━━━ TEXT SHOWN ━━━

Furthermore, biotechnologies come to the market almost entirely privatized, protected by patents and, to a great extent, controlled by powerful transnationals quick to buy the results of pioneering research and development performed by smaller, more creative enterprises. This degree of knowledge privatization considerably exceeds that observed during the first Green Revolution. The situation is diametrically opposed to the vision of science and technology becoming increasingly part of the "common heritage of humankind": biotechnologies are being commoditized to the disadvantage of third world countries and especially to their masses of poor peasants.

This explains the pessimistic conclusion about biotechnology by Costa Rica's Minister for Science and Technology, Rodrigo Zeledon:

Everything seems to indicate that the new technologies, far from being the instruments that will automatically save us from calamities, will simply serve to create new mechanisms for even more dependence. (Inter Press Service [Rome], Report 27, January 1988).

The political implication is clear. Third world countries should press international organizations to assist them in improving their access to the accumulated capital of knowledge, even though the prospect for advancing in this direction will remain dismal so long as commoditization and privatization are considered as panaceas for all economic ills.

More importantly, third world countries should develop their own research capability both for putting biotechnolgy to good use without depending on transnationals and for strengthening their position for the inevitable bargaining on the international technology market. The present unfavourable balance of power should not lead them to underestimate the paramount importance of biotechnologies for tropical countries, insofar as they can provide opportunities for a more efficient and intensive use of biomass produced both on the land and in the water.

On the contrary, third world countries need to assess the potential of an industrialization strategy based on the self-reliant but by no means autarkik development of biotechnologies, particularly those using biomass, "the fuel of development" (Hall and Overend 1987). Self-reliance here means autonomous decision-making with respect to research priorities, selective purchase of foreign technology, and promotion of collective self-reliance among third world countries.

South-South co-operation among countries that share similar natural conditions is urgently called for, going beyond the usual regional boundaries. The United Nations system should play a much more active role in bringing together scholars from Asia, Africa, and Latin America, arranging for the exchange of students, and promoting technological co-operation and joint industrial ventures. All of these facilities exist on paper, but in practice North-South circuits play a dominant if not exclusive role.

Paradoxically, developing countries are well placed to seize these new opportunities for spatially redeploying their secondary and even tertiary activities insofar as they are starting from scratch and need not struggle to overcome the inertia of the existing industrial structure. Indeed, leapfrogging should be seriously considered in this realm given the enormous savings arising from foregoing the heavy infrastructure investment that, sooner or later, large metropolitan centres will claim. The more so that countries like India already enjoy a considerable comparative advantage in qualified labour-intensive services such as software production or applied research required to accomplish this kind of strategy.

Considerable scope seems to exist to design decentralized, agro-energo-industrial systems not only in conformity with the ecological paradigm but also in such a way as to make maximum use of "combined technologies" blending along the production chain technologies of different vintages and capital intensity.

━━━

SHORT PROBLEM
Resume the passage on biotechnology and third world development, starting after its final sentence about "combined technologies."

━━━ DATA SEGMENT ━━━

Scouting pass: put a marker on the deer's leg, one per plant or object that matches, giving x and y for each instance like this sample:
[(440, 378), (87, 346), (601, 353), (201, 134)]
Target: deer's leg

━━━

RESPONSE
Co-operatives might offer a suitable institutional solution, allowing for the creation of strong and efficient enterprises without excessive concentration of capital in private hands. More generally, the potential of the social "third sector", as distinct from public and private ownership, should be explored in the search for new forms of partnership between the market, the state, and the civil sector within the paradigm of the "mixed economy".

The example of north-eastern Italy offers a double lesson in this respect. It shows that it is possible to reach a very high level of industrialization and prosperity through the development of small-scale enterprises. But it also points to the elaborate social fabric and local policies which were conducive to such development: it would be a total mistake to credit this outcome to the free interplay of market forces.

Choosing Priorities

For Ducos and Joly (1988), the pace of discoveries and innovations in biotechnology is so rapid that most of the products that will reach the shelves of supermarkets by the end of the century are not yet known. While this vision may be exaggerated, there is no doubt about the amazing versatility of biotechnologies.

Much will depend, therefore, on the objectives set for the researchers. Powerful economic interests are likely to play a determining role in the choice of priorities: pesticide-resistant seeds instead of pest-resistant ones, fancy processed milk products catering to the urban middle class instead of a range of products maximizing the food intake per unit of currency spent on them, and so on. Finally, the considerable sophistication of the new techniques and the high capital outlays involved are likely to strengthen the position of large farms and businesses at the expense of smaller ones.

In other words, if left uncorrected, the present practices will reinforce the model of growth through inequality and of lopsided modernization, widening the gap between the elite and the growing mass of marginalized rural and urban poor.

Brazil stands as a striking example of the potential and limits of such growth through "maldevelopment". It managed to sustain an average 7 per cent annual rate of growth or GNP for 40 years - from 1940 to 1980 - and to build an integrated and modern industrial sector, but at a staggering social and ecological cost, which is seriously threatening its future.

Fortunately, Brazil and most tropical countries are blessed with climates that enable a high level of primary productivity of biomass, subject to the availability of land and water. Biotechnology can be directed to partly overcome land and water constraints and to greatly enhance productivity in areas with an adequate mix of such resources. Moreover, they can be instrumental in producing from biomass an array of useful products - food, fodder, energy, fertilizers, and a rapidly growing variety of intermediate and finished goods. Agro-industries based on the more efficient capturing of solar energy through plants are "sunrise" industries, literally and metaphorically.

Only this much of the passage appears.